## What the task requires
Only the last stretch of the records is wanted: restate word for word the line with "the shop entrance" and every line after it.

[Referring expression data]
▬▬▬▬▬▬▬▬▬▬

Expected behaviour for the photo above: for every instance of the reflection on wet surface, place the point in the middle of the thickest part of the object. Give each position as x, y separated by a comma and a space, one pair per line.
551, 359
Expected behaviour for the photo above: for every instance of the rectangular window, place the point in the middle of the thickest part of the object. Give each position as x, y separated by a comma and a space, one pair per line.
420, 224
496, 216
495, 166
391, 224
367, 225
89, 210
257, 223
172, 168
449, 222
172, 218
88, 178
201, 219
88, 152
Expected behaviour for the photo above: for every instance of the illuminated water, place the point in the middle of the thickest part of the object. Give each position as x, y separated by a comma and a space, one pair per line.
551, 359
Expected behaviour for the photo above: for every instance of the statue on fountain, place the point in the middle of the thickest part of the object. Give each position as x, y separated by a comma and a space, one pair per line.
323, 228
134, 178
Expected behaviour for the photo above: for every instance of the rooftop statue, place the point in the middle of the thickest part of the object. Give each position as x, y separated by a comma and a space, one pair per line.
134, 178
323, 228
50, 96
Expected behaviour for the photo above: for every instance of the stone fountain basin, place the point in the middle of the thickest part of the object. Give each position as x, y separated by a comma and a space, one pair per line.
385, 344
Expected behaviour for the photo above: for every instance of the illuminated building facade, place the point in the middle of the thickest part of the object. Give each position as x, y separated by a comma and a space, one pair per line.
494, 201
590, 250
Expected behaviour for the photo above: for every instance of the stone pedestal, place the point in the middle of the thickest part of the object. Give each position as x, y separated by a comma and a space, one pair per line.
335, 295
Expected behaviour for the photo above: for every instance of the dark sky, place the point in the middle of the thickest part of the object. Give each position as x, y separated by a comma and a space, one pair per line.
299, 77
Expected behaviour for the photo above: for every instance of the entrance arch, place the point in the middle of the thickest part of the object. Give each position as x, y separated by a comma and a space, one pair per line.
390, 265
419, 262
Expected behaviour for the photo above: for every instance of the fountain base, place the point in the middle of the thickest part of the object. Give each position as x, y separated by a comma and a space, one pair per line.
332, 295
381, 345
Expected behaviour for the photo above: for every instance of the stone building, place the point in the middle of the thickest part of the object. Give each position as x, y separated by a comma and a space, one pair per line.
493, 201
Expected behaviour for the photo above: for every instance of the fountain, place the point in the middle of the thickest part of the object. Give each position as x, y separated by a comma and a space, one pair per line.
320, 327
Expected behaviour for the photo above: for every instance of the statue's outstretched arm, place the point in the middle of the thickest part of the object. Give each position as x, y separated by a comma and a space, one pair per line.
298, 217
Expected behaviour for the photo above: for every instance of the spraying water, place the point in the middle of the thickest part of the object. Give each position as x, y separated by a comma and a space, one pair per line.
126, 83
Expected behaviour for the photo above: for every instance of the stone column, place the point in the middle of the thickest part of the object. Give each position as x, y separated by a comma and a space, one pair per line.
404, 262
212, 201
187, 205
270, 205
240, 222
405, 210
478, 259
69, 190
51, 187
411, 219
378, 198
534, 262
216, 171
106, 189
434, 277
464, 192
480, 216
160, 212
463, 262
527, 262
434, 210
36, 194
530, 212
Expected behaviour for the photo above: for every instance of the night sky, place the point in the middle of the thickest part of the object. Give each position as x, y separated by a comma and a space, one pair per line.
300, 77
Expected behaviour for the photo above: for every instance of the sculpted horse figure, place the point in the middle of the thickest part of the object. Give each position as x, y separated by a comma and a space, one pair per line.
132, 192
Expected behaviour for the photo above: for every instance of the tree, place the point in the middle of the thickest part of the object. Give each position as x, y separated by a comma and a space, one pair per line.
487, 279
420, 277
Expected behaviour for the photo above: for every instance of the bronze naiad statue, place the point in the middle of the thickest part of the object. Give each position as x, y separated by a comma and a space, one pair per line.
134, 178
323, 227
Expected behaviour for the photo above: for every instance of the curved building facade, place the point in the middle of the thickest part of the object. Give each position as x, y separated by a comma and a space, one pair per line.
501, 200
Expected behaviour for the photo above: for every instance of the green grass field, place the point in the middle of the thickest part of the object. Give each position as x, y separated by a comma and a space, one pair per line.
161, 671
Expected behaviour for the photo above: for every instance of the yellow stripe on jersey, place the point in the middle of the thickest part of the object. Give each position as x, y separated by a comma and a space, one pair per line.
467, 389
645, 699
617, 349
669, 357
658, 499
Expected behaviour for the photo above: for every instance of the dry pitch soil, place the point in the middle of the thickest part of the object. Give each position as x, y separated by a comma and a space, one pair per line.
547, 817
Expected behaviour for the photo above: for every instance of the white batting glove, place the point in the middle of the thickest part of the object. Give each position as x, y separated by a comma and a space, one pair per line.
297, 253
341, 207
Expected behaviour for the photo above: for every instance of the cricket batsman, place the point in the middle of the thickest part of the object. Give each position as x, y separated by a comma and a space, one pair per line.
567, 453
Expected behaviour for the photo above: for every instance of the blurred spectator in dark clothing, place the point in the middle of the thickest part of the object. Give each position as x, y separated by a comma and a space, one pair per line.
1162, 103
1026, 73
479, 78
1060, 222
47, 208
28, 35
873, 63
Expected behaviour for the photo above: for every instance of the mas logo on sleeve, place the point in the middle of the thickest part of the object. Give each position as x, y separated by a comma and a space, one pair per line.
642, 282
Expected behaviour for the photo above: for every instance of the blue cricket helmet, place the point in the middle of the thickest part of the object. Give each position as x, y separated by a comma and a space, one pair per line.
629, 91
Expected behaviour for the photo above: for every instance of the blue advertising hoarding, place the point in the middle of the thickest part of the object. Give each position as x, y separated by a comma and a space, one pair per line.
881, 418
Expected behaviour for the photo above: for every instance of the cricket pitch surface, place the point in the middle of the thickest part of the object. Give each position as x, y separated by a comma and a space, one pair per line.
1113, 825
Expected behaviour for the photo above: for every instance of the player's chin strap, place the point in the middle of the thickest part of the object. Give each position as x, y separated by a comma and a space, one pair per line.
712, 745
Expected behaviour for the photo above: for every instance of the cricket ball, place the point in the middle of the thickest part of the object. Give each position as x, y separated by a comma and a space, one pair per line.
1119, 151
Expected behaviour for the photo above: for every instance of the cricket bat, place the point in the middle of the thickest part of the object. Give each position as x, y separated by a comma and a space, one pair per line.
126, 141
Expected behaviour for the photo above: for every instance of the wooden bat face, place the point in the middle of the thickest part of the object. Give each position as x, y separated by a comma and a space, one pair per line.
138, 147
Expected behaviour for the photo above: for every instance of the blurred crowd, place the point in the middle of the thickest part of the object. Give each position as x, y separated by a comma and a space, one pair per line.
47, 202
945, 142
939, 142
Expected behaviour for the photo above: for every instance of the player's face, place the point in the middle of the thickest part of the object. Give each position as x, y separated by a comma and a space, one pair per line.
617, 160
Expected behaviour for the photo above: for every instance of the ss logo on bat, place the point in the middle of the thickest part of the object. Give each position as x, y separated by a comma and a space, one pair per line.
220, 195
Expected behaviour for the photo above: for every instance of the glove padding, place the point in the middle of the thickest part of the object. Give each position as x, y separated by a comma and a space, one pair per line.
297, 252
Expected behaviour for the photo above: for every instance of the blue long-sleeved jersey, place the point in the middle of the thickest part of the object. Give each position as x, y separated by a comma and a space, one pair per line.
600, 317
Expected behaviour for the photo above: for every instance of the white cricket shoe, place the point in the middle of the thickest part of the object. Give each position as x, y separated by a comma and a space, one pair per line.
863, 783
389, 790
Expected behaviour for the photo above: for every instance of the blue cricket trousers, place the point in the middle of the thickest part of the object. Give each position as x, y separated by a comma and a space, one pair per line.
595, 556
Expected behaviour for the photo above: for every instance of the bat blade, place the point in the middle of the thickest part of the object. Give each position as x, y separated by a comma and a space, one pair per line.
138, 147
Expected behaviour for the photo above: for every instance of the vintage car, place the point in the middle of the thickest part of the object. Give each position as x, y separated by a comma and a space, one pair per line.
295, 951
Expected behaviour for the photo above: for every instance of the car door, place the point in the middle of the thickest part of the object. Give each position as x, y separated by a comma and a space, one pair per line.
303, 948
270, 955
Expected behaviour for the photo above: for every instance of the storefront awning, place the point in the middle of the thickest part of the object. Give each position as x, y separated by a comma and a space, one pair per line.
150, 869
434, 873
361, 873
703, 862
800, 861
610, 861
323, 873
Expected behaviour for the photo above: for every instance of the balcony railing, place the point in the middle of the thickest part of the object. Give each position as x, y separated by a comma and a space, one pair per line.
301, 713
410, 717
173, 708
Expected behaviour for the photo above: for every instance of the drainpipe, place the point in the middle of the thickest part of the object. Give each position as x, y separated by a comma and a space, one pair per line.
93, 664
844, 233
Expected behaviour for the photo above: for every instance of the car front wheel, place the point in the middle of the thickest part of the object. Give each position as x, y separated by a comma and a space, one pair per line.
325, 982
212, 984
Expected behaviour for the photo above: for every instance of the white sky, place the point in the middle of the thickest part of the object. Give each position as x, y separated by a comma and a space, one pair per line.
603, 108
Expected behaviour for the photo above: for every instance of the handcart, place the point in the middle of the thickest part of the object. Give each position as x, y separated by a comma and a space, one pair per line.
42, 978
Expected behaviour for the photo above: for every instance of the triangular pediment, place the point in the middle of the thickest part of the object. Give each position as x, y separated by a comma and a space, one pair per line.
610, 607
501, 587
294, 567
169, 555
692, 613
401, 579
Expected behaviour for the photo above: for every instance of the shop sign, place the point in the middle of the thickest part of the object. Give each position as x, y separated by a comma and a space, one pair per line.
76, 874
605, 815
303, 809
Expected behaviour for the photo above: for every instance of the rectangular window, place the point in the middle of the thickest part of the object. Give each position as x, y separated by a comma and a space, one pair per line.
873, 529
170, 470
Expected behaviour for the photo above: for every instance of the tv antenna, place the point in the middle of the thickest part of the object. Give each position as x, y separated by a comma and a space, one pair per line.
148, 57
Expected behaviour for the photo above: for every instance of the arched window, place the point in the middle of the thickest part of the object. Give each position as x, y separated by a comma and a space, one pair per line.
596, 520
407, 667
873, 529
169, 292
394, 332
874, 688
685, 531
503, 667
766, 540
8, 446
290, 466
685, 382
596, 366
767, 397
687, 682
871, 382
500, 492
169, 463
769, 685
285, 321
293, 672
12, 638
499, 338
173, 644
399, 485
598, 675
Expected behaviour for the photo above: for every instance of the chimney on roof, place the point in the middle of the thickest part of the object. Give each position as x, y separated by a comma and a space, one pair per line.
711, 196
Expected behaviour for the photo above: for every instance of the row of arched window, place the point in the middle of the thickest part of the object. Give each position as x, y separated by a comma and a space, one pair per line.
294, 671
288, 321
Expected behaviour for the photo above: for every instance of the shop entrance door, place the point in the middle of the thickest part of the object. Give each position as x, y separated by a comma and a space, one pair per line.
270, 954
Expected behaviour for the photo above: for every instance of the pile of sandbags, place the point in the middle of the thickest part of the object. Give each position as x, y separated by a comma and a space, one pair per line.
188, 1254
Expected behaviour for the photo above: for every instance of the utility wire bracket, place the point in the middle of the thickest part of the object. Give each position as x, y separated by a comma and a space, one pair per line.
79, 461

▬▬▬▬▬▬▬▬▬▬

## Output of the task
Expected behaviour for the photo above: for every instance of the shop entrance door, place the point in the middle of the thickest part of the object. Give each position as x, y separated by a comma and a space, one pair per line.
270, 954
Expected behaviour for the photo above: for every instance of the pile of sandbags, place the point in the middle of the thickest part of the object. Give each position as x, y separated by a comma and a space, one pair per line.
188, 1254
Expected behaviour for the photo above: for every instance of the utility wire bracket, place the point in the middle of the thickest part of the object. Give each position as x, y separated by a comma and a space, one pair per line.
79, 461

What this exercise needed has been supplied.